§ Task prompt: What lines in the entries hold the string "point"? List them.

§ Provided data:
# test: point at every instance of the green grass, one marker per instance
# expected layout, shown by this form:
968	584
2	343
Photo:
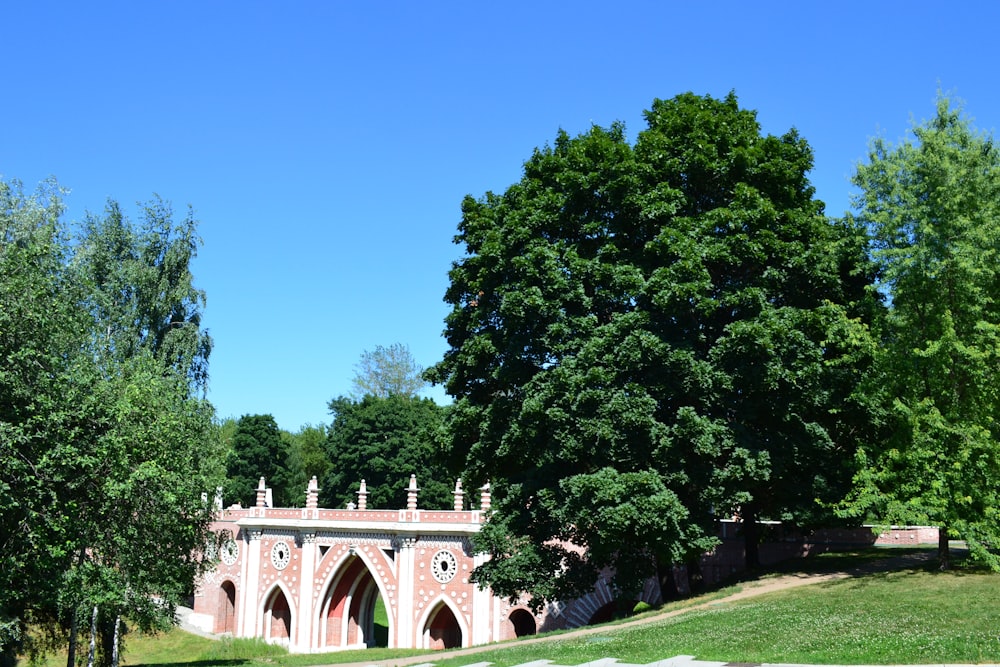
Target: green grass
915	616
* * *
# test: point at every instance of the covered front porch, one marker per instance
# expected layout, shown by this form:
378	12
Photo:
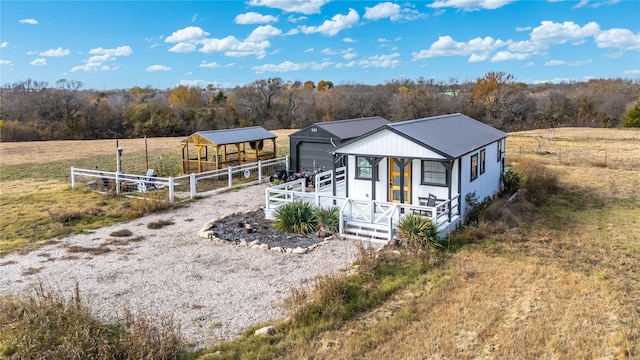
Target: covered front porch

§ Expected answer:
# test: point at every instance of the green grass, one marker per instance
# test: point at every instance of the covered front porch, one marker per instance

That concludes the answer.